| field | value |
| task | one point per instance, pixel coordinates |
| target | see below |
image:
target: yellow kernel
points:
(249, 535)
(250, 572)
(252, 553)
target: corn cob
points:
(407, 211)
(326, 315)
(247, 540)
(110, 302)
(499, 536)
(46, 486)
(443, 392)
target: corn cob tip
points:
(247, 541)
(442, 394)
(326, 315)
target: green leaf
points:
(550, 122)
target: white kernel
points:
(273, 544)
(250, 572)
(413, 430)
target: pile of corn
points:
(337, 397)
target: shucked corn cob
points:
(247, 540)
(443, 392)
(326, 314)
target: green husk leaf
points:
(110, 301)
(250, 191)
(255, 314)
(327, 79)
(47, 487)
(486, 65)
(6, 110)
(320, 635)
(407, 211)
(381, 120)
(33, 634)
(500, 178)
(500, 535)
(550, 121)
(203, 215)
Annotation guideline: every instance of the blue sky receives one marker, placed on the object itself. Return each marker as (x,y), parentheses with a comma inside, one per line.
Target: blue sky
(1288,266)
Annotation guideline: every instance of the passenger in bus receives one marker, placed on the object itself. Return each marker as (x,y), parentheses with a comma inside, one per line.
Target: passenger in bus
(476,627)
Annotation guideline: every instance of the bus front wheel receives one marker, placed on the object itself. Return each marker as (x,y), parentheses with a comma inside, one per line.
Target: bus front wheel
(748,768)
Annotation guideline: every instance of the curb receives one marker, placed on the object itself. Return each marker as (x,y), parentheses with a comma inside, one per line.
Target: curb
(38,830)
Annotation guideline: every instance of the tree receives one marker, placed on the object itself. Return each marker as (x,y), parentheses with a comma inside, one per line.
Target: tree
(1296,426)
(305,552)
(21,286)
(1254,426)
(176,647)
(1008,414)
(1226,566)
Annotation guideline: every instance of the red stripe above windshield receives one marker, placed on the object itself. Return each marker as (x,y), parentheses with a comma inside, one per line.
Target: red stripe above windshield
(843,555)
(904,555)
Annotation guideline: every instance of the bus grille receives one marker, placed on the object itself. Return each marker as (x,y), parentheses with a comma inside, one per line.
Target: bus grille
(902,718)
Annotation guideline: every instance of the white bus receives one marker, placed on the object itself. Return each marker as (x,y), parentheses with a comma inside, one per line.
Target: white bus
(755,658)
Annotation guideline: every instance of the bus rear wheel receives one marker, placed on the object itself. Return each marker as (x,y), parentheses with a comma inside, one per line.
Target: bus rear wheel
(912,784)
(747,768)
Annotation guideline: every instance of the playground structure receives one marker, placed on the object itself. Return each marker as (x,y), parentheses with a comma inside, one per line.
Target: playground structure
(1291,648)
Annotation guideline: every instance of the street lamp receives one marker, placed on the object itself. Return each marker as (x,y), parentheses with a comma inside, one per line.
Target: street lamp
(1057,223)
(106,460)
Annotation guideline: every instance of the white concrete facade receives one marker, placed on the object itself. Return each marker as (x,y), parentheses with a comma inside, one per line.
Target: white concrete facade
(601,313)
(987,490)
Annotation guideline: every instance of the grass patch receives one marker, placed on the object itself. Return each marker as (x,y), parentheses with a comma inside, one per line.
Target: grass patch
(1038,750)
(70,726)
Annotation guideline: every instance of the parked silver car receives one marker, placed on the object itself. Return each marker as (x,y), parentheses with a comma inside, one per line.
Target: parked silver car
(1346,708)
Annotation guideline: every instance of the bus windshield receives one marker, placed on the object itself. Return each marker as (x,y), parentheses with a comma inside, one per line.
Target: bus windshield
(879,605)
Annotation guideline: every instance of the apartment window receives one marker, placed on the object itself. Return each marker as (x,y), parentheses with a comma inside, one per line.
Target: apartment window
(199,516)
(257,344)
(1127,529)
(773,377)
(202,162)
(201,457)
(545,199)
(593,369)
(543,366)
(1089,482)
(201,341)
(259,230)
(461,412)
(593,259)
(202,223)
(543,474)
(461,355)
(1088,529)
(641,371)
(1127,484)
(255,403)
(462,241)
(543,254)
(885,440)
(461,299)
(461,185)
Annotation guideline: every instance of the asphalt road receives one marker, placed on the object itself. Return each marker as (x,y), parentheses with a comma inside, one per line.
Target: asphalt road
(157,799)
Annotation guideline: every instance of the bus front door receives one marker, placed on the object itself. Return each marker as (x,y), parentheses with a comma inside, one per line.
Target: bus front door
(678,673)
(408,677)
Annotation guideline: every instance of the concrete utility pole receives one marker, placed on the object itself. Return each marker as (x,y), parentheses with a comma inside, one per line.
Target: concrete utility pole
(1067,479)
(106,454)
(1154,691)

• • • • • • •

§ PROMPT: Copy out the material, keeping every line exactly as it is.

§ SOLUTION:
| field | value |
| task | one point per instance, pixel coordinates |
| target | see below |
image:
target: yellow kernel
points:
(249, 535)
(250, 572)
(252, 553)
target: corn cob
points:
(407, 211)
(326, 315)
(247, 540)
(110, 302)
(499, 536)
(46, 486)
(443, 392)
target: corn cob tip
points:
(247, 541)
(442, 394)
(326, 315)
target: green leaf
points:
(550, 122)
target: white kernel
points:
(273, 544)
(250, 572)
(413, 430)
target: pile of corn
points:
(337, 397)
target: shucked corn cob
points:
(247, 540)
(443, 392)
(326, 314)
target: green husk leaf
points:
(110, 301)
(250, 191)
(255, 314)
(327, 79)
(47, 487)
(486, 65)
(6, 110)
(320, 635)
(407, 211)
(381, 120)
(33, 634)
(500, 178)
(500, 535)
(550, 121)
(203, 215)
Annotation guideline: every instance of the blue sky receives one marker, placed on the object itself. Return each marker as (x,y), parentheses with a comma inside, one per line.
Target: blue sky
(1288,266)
Annotation guideline: every instance of the passenger in bus receives one marker, placed on the object itself. Return each marker as (x,y), parentheses with a comma inside, one per line.
Target: passenger in bus
(476,627)
Annotation guideline: every instance of the bus front wheel receives one marker, placed on the object itself. Return each marker as (x,y), parentheses with a comma inside, one per line.
Target: bus front wheel
(748,768)
Annotation guideline: every instance of the curb receives one marker, placed on the object itself. Return each marker as (x,y), parentheses with a comma inside, one per line.
Target: curb
(38,830)
Annotation guideline: every instance of the tree receives one marker, placed on the object itself. Return each marker as (x,y), parentheses with a comma inside, one per line.
Target: tree
(1296,426)
(305,552)
(21,286)
(1254,426)
(176,647)
(1008,414)
(1226,566)
Annotation guideline: every instance of the red stripe above windshield receives one marker, placed on the object itself. Return each marker as (x,y), parentheses with a comma inside, one per line.
Target: red stripe above windshield
(843,555)
(904,555)
Annotation guideline: every instance of the bus grille receives one marker, placed on the object itself. Return each marker as (x,y), parentheses with a comma inside, one per line.
Target: bus grille
(902,718)
Annotation guideline: every instance of the white bus receives one marker, placed on the object itself. Return each marker as (x,y), parentheses with a comma inside, one per line.
Target: white bus
(755,658)
Annotation guideline: every instance of the bus rear wheel receives one marker, placed on the object itself. Return each marker as (x,y), parentheses with a comma inside, one per line.
Target: bus rear wheel
(912,784)
(747,768)
Annotation guideline: every instance of the playground structure receives one marker, placed on the object itself. Return each marker as (x,y), parentheses with a comma inside, one per line.
Target: playground structure
(1291,648)
Annotation guideline: every instance of the street lamp receives one marker, placed on the object itself. Return each marker as (x,y), parentheses with a comma inside, one per line.
Target: street lamp
(1057,223)
(106,460)
Annotation guideline: every instance of the white concrete facade receives one marker, placed on the object itself. Return each marker as (x,y), parentheses with a comma inside, one per line.
Target: white concrete facade
(601,313)
(987,490)
Annotation guideline: every instance of the grass patch receives one marker, placed on the object itself. Return each marker as (x,y), parentheses with a comma inside, one per line.
Target: grass patch
(1038,750)
(70,726)
Annotation guideline: every instance of the parked silver car receives one marker, placed on the object itself. Return each marker as (x,y), parentheses with a comma inside, one per line.
Target: parked silver car
(1346,708)
Annotation guideline: every instance of the bus windshield receives one marker, placed on the object itself. Return each marker as (x,y), parentheses with a comma inside, one per line.
Target: bus windshield
(879,605)
Annotation guideline: every instance of the apartment window receives one marker, placed on the object itself. Return each marker as (x,y), parentheses with a comma inside, one per line.
Target: apartment window
(199,516)
(257,344)
(1127,529)
(773,377)
(202,162)
(201,457)
(545,199)
(593,369)
(543,366)
(1089,482)
(201,341)
(259,230)
(461,412)
(593,259)
(202,223)
(543,474)
(461,355)
(1088,529)
(641,371)
(1127,484)
(255,403)
(462,241)
(543,254)
(885,440)
(461,299)
(461,185)
Annotation guideline: every instance of the asphalt road receives one marker, placed on the object itself. Return each marker as (x,y), parentheses with a comma inside, one per line.
Target: asphalt road
(157,799)
Annotation guideline: every instance of the bus front door receives one marker, placed on the object itself. Return each marker as (x,y), parentheses with a comma inside, one per line.
Target: bus front door
(678,673)
(408,677)
Annotation guideline: every instance of the concrete utility pole receives one marker, placed on the object itself. Return each marker as (x,y), parentheses with a comma inside, one per line.
Target: concrete utility pole
(1067,479)
(106,454)
(1154,691)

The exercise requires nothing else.